Exercise prompt:
Format every line of the records below as a Markdown table with the columns "No." and "Text", where "No." holds a running row number and "Text" holds the line itself. Skip blank lines, and leave the pictures out of the table.

Records shown:
::::::::
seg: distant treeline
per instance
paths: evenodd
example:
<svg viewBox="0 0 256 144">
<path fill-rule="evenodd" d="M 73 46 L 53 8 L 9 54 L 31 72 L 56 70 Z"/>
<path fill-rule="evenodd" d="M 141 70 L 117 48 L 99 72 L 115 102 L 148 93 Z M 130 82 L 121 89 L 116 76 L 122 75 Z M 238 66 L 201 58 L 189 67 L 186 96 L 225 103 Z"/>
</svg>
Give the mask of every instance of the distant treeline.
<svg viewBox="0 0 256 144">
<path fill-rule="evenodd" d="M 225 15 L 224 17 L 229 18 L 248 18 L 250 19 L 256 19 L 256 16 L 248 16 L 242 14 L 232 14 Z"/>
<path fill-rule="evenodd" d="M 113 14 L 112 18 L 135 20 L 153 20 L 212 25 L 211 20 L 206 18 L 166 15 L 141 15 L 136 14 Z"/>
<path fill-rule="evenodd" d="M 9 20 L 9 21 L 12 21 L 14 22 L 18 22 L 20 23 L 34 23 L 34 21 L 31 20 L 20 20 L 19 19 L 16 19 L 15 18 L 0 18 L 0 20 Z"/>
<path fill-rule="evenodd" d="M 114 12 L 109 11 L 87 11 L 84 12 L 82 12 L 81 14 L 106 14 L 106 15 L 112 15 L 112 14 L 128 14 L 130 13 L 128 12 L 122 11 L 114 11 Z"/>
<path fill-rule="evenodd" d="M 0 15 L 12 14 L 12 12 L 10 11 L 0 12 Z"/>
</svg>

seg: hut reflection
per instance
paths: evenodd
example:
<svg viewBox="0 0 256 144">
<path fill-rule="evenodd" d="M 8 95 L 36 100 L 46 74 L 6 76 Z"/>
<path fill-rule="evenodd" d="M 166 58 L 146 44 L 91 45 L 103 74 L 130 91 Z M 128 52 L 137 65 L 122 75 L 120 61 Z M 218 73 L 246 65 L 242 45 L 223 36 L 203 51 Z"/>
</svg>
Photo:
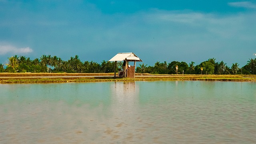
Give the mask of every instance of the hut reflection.
<svg viewBox="0 0 256 144">
<path fill-rule="evenodd" d="M 130 116 L 136 110 L 136 103 L 138 102 L 138 86 L 135 82 L 120 82 L 113 83 L 112 100 L 115 104 L 112 106 L 114 114 L 124 118 Z"/>
</svg>

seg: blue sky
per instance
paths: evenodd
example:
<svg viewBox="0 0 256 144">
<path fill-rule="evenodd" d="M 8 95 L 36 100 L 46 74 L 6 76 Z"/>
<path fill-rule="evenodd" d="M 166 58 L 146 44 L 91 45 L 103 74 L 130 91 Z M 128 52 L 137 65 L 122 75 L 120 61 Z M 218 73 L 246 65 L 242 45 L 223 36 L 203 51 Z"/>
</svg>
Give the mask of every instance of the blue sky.
<svg viewBox="0 0 256 144">
<path fill-rule="evenodd" d="M 256 0 L 0 0 L 0 63 L 133 52 L 150 66 L 214 58 L 241 67 L 255 57 L 256 24 Z"/>
</svg>

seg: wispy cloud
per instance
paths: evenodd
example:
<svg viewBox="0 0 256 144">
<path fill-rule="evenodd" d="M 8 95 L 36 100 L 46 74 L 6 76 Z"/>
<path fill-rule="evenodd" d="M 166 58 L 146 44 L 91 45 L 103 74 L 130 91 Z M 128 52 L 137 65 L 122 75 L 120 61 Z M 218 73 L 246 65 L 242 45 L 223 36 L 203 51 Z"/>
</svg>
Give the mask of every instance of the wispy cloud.
<svg viewBox="0 0 256 144">
<path fill-rule="evenodd" d="M 232 6 L 256 9 L 256 4 L 253 4 L 250 2 L 248 1 L 230 2 L 228 3 L 228 5 Z"/>
<path fill-rule="evenodd" d="M 17 54 L 24 54 L 31 53 L 33 50 L 29 47 L 18 48 L 11 45 L 0 45 L 0 55 L 4 55 L 10 53 Z"/>
</svg>

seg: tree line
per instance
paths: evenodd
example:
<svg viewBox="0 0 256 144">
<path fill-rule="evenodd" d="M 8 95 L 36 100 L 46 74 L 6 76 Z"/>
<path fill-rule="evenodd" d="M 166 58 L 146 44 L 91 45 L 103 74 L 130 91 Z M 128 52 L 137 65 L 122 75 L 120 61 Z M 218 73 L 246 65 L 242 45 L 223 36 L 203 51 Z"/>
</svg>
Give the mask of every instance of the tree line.
<svg viewBox="0 0 256 144">
<path fill-rule="evenodd" d="M 32 60 L 25 56 L 14 55 L 8 58 L 8 63 L 0 64 L 0 72 L 66 72 L 66 73 L 109 73 L 122 68 L 122 62 L 118 62 L 114 69 L 114 62 L 103 60 L 98 64 L 92 61 L 81 61 L 77 55 L 71 57 L 67 61 L 56 56 L 42 55 L 40 58 Z M 170 63 L 157 62 L 153 66 L 144 63 L 139 64 L 136 72 L 152 74 L 255 74 L 256 72 L 256 58 L 249 59 L 247 64 L 238 68 L 237 63 L 232 64 L 231 68 L 223 61 L 216 62 L 216 59 L 208 60 L 195 65 L 191 62 L 188 64 L 184 62 L 174 61 Z"/>
</svg>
::::::::
Answer to the task:
| No. | Text |
|---|---|
| 1 | seg: distant treeline |
| 2 | per instance |
| 3 | paths: evenodd |
| 4 | example: |
| 5 | <svg viewBox="0 0 256 144"> |
| 6 | <path fill-rule="evenodd" d="M 73 46 L 53 8 L 9 54 L 31 72 L 56 70 Z"/> |
| 7 | <path fill-rule="evenodd" d="M 141 70 L 117 48 L 99 72 L 115 102 L 148 93 Z M 130 82 L 121 89 L 116 76 L 122 75 Z M 238 66 L 201 58 L 189 67 L 186 96 L 225 103 Z"/> |
| 8 | </svg> |
| 9 | Give the mask of every instance of the distant treeline. |
| 10 | <svg viewBox="0 0 256 144"> |
| 11 | <path fill-rule="evenodd" d="M 225 15 L 224 17 L 229 18 L 248 18 L 250 19 L 256 19 L 256 16 L 248 16 L 242 14 L 232 14 Z"/> |
| 12 | <path fill-rule="evenodd" d="M 113 14 L 112 18 L 135 20 L 153 20 L 212 25 L 211 20 L 206 18 L 166 15 L 141 15 L 136 14 Z"/> |
| 13 | <path fill-rule="evenodd" d="M 9 20 L 9 21 L 12 21 L 14 22 L 18 22 L 20 23 L 34 23 L 34 21 L 31 20 L 20 20 L 19 19 L 16 19 L 15 18 L 0 18 L 0 20 Z"/> |
| 14 | <path fill-rule="evenodd" d="M 114 12 L 109 11 L 87 11 L 84 12 L 82 12 L 81 14 L 106 14 L 106 15 L 112 15 L 112 14 L 128 14 L 130 13 L 128 12 L 122 11 L 114 11 Z"/> |
| 15 | <path fill-rule="evenodd" d="M 0 15 L 12 14 L 12 12 L 10 11 L 0 12 Z"/> |
| 16 | </svg> |
| 17 | seg: hut reflection |
| 18 | per instance |
| 19 | paths: evenodd |
| 20 | example: |
| 21 | <svg viewBox="0 0 256 144"> |
| 22 | <path fill-rule="evenodd" d="M 8 95 L 36 100 L 46 74 L 6 76 Z"/> |
| 23 | <path fill-rule="evenodd" d="M 166 58 L 146 44 L 91 45 L 103 74 L 130 91 Z M 128 52 L 137 65 L 122 75 L 120 61 Z M 218 73 L 246 65 L 242 45 L 223 36 L 203 51 Z"/> |
| 24 | </svg> |
| 25 | Photo: |
| 26 | Give the mask of every instance of the hut reflection. |
| 27 | <svg viewBox="0 0 256 144"> |
| 28 | <path fill-rule="evenodd" d="M 130 116 L 136 110 L 136 103 L 138 102 L 138 86 L 135 82 L 120 82 L 113 83 L 112 100 L 115 104 L 112 106 L 114 114 L 124 118 Z"/> |
| 29 | </svg> |
| 30 | seg: blue sky |
| 31 | per instance |
| 32 | paths: evenodd |
| 33 | example: |
| 34 | <svg viewBox="0 0 256 144"> |
| 35 | <path fill-rule="evenodd" d="M 8 95 L 36 100 L 46 74 L 6 76 Z"/> |
| 36 | <path fill-rule="evenodd" d="M 166 58 L 146 44 L 91 45 L 103 74 L 130 91 Z M 128 52 L 137 65 L 122 75 L 120 61 Z M 218 73 L 246 65 L 242 45 L 223 36 L 203 51 Z"/> |
| 37 | </svg> |
| 38 | Give the mask of every instance of the blue sky. |
| 39 | <svg viewBox="0 0 256 144"> |
| 40 | <path fill-rule="evenodd" d="M 256 0 L 0 0 L 0 63 L 133 52 L 150 66 L 214 58 L 241 67 L 255 57 L 256 24 Z"/> |
| 41 | </svg> |
| 42 | seg: wispy cloud |
| 43 | per instance |
| 44 | paths: evenodd |
| 45 | example: |
| 46 | <svg viewBox="0 0 256 144"> |
| 47 | <path fill-rule="evenodd" d="M 8 95 L 36 100 L 46 74 L 6 76 Z"/> |
| 48 | <path fill-rule="evenodd" d="M 166 58 L 146 44 L 91 45 L 103 74 L 130 91 Z M 128 52 L 137 65 L 122 75 L 120 61 Z M 218 73 L 246 65 L 242 45 L 223 36 L 203 51 Z"/> |
| 49 | </svg> |
| 50 | Give the mask of every instance of the wispy cloud. |
| 51 | <svg viewBox="0 0 256 144"> |
| 52 | <path fill-rule="evenodd" d="M 232 6 L 256 9 L 256 4 L 253 4 L 250 2 L 248 1 L 230 2 L 228 3 L 228 5 Z"/> |
| 53 | <path fill-rule="evenodd" d="M 17 54 L 24 54 L 31 53 L 33 50 L 29 47 L 18 48 L 11 45 L 0 45 L 0 55 L 4 55 L 10 53 Z"/> |
| 54 | </svg> |
| 55 | seg: tree line |
| 56 | per instance |
| 57 | paths: evenodd |
| 58 | example: |
| 59 | <svg viewBox="0 0 256 144"> |
| 60 | <path fill-rule="evenodd" d="M 8 95 L 36 100 L 46 74 L 6 76 Z"/> |
| 61 | <path fill-rule="evenodd" d="M 166 58 L 146 44 L 91 45 L 103 74 L 130 91 Z M 128 52 L 137 65 L 122 75 L 120 61 Z M 218 73 L 246 65 L 242 45 L 223 36 L 203 51 Z"/> |
| 62 | </svg> |
| 63 | Give the mask of every instance of the tree line. |
| 64 | <svg viewBox="0 0 256 144"> |
| 65 | <path fill-rule="evenodd" d="M 32 60 L 25 56 L 14 55 L 8 58 L 8 63 L 0 64 L 0 72 L 66 72 L 66 73 L 109 73 L 122 68 L 122 62 L 118 62 L 114 69 L 114 62 L 103 60 L 98 64 L 92 61 L 81 61 L 77 55 L 71 57 L 67 61 L 56 56 L 42 55 L 40 58 Z M 170 63 L 157 62 L 153 66 L 144 63 L 139 64 L 136 72 L 152 74 L 255 74 L 256 72 L 256 58 L 249 59 L 247 64 L 238 68 L 237 63 L 232 64 L 231 68 L 223 61 L 216 62 L 216 59 L 208 60 L 195 65 L 191 62 L 188 64 L 184 62 L 174 61 Z"/> |
| 66 | </svg> |